Examples of point labeling
-- BEGIN --
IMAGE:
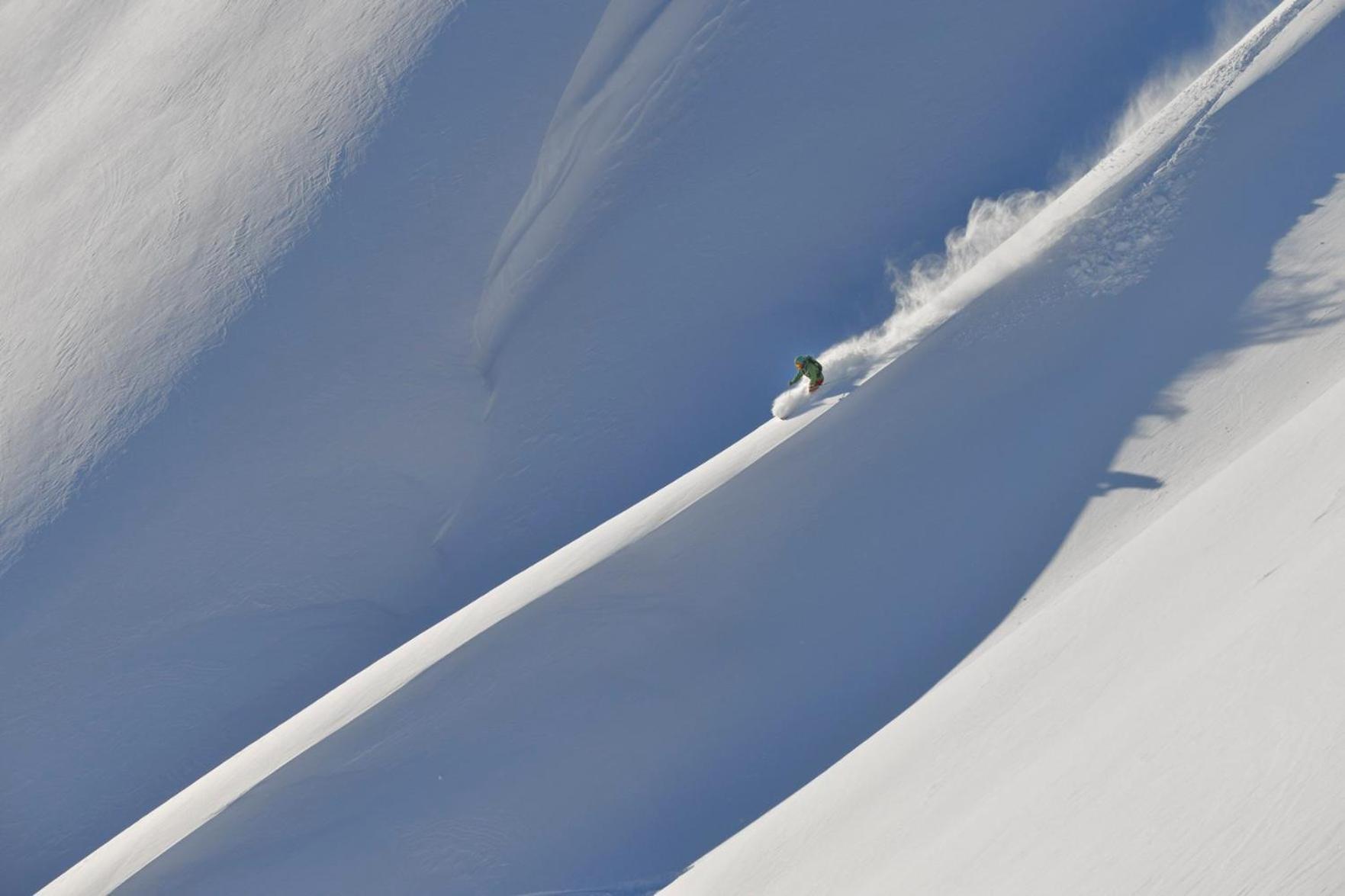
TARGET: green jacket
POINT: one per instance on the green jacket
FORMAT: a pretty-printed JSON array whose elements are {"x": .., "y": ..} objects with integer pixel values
[{"x": 811, "y": 369}]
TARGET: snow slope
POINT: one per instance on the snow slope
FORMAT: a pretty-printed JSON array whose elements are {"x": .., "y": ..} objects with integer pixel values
[
  {"x": 246, "y": 450},
  {"x": 1169, "y": 721},
  {"x": 652, "y": 702}
]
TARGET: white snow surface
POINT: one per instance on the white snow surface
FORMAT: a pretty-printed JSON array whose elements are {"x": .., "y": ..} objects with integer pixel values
[{"x": 1083, "y": 467}]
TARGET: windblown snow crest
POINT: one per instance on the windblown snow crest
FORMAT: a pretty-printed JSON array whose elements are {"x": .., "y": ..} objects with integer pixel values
[
  {"x": 1004, "y": 234},
  {"x": 217, "y": 128}
]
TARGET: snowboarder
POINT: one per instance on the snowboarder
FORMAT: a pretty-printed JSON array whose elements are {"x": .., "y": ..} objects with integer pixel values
[{"x": 810, "y": 368}]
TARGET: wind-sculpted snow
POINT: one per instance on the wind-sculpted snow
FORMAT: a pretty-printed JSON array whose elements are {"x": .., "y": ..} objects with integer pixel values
[
  {"x": 613, "y": 707},
  {"x": 641, "y": 50},
  {"x": 147, "y": 186},
  {"x": 334, "y": 479},
  {"x": 1006, "y": 233}
]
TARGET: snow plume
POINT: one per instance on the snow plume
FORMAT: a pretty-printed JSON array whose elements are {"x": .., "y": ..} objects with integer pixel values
[
  {"x": 1004, "y": 234},
  {"x": 925, "y": 294},
  {"x": 1230, "y": 23}
]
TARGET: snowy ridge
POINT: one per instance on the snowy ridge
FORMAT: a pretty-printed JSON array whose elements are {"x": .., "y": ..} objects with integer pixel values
[
  {"x": 1006, "y": 234},
  {"x": 209, "y": 795},
  {"x": 130, "y": 850},
  {"x": 1163, "y": 720}
]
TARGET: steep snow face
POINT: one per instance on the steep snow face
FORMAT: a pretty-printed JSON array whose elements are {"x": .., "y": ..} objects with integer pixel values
[
  {"x": 1163, "y": 716},
  {"x": 652, "y": 702},
  {"x": 334, "y": 477},
  {"x": 156, "y": 159}
]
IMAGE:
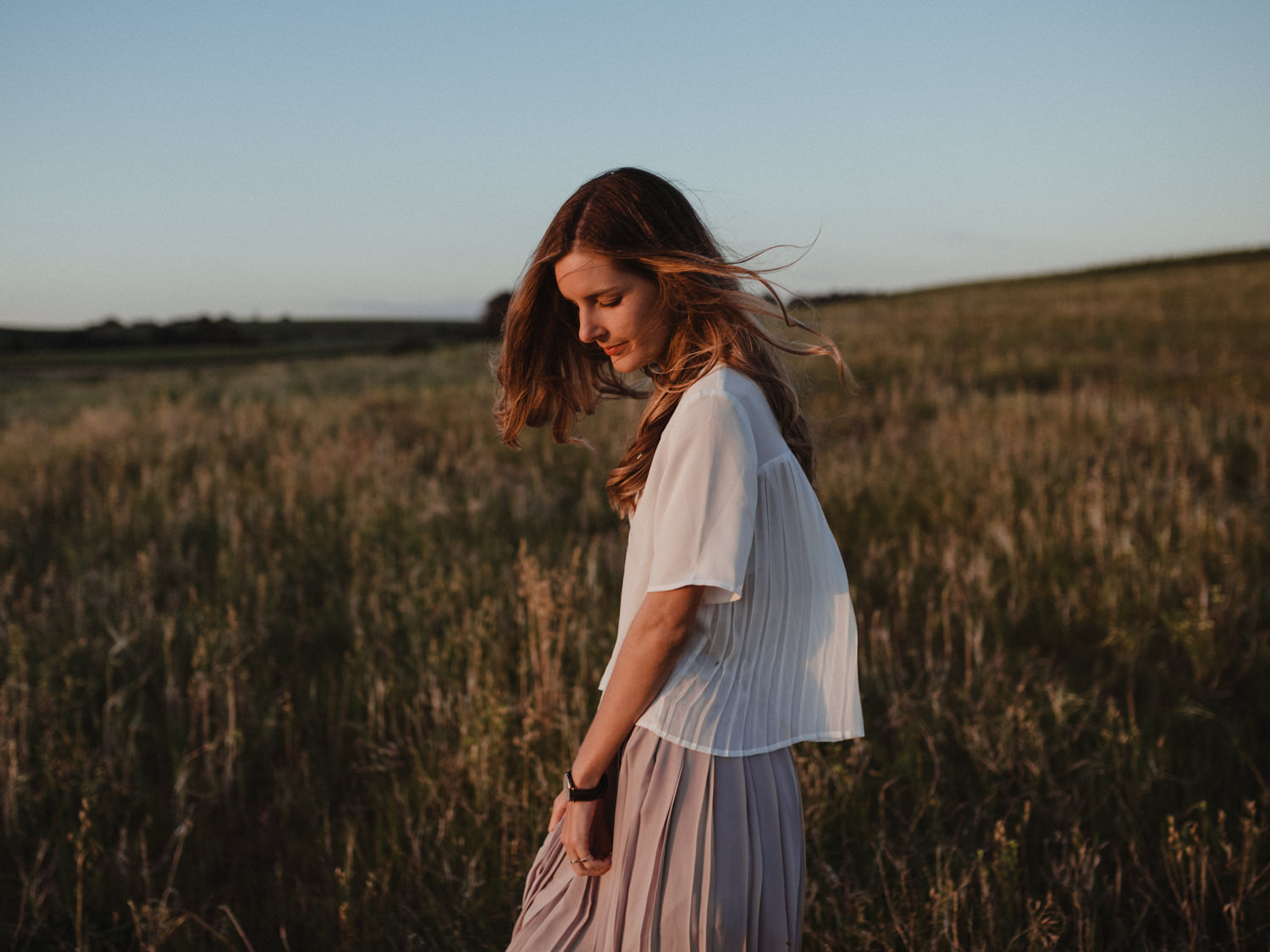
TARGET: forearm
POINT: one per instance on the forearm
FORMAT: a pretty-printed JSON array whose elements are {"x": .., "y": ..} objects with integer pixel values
[{"x": 653, "y": 644}]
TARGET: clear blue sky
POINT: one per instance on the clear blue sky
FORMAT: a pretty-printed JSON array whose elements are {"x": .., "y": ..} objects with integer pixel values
[{"x": 162, "y": 159}]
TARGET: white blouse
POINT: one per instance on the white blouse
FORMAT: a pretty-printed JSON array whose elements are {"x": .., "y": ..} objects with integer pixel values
[{"x": 772, "y": 660}]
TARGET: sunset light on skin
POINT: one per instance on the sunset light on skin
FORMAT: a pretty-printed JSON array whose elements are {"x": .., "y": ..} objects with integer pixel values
[
  {"x": 396, "y": 159},
  {"x": 616, "y": 309}
]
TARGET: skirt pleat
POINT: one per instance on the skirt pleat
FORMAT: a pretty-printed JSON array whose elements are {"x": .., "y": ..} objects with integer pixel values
[{"x": 708, "y": 855}]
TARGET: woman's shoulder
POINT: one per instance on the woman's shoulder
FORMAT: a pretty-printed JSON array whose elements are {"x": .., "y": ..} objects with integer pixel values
[{"x": 726, "y": 382}]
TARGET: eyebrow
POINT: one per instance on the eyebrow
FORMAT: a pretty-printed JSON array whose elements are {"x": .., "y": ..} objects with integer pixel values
[{"x": 601, "y": 292}]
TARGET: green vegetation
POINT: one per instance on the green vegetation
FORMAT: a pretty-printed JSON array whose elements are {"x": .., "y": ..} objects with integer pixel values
[{"x": 292, "y": 654}]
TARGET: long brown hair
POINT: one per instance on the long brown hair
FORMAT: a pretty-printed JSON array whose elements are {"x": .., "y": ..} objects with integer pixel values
[{"x": 642, "y": 221}]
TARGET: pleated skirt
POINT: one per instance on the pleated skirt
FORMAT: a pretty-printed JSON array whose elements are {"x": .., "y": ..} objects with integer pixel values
[{"x": 708, "y": 855}]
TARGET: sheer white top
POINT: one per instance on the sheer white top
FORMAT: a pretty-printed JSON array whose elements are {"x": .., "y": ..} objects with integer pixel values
[{"x": 726, "y": 505}]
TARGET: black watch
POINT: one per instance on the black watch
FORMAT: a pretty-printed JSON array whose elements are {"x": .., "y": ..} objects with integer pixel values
[{"x": 577, "y": 792}]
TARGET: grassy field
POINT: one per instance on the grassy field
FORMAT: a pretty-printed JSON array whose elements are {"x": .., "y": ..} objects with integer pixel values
[{"x": 292, "y": 655}]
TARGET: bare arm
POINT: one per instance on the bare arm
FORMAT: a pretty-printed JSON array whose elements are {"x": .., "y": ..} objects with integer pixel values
[{"x": 652, "y": 647}]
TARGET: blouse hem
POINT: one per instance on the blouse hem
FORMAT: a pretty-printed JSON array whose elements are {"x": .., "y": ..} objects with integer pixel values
[{"x": 818, "y": 736}]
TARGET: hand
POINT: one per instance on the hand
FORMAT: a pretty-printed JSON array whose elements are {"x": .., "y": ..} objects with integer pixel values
[{"x": 586, "y": 834}]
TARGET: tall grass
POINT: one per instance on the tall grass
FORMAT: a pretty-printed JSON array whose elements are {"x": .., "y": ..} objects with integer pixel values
[{"x": 292, "y": 657}]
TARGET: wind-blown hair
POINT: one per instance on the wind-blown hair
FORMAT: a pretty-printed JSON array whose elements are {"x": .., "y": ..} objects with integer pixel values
[{"x": 644, "y": 223}]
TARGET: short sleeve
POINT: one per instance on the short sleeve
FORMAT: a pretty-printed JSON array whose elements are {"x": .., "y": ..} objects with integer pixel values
[{"x": 705, "y": 487}]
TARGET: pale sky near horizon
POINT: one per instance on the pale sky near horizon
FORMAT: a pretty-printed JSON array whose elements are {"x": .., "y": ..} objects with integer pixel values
[{"x": 394, "y": 159}]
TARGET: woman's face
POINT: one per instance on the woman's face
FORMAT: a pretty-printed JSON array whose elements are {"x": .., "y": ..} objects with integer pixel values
[{"x": 616, "y": 309}]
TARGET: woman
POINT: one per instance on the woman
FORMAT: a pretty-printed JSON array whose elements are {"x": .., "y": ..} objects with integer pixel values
[{"x": 680, "y": 824}]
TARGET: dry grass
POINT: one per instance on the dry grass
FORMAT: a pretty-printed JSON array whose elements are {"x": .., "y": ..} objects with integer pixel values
[{"x": 291, "y": 655}]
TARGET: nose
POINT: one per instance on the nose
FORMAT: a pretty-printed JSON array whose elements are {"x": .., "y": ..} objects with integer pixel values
[{"x": 588, "y": 327}]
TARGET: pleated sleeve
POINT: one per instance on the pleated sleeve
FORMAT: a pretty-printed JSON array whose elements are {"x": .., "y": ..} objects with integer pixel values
[{"x": 705, "y": 485}]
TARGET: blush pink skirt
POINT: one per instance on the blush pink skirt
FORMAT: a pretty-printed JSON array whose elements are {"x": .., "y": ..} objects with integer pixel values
[{"x": 708, "y": 855}]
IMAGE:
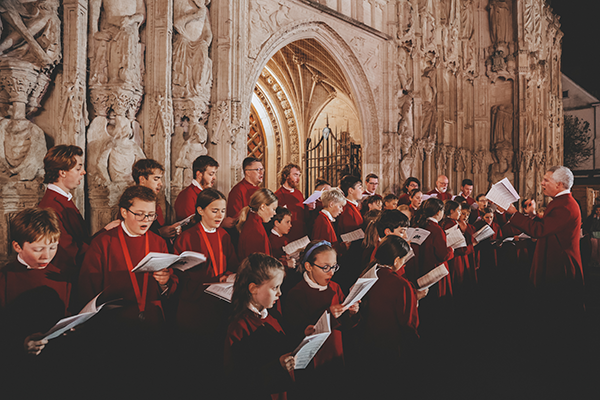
-- END --
- **Written problem**
Please identify each line in the rows above that contains the word "tall", and copy those lines out.

- **Answer to this task**
TARGET: tall grass
POINT: one per instance on the tall grass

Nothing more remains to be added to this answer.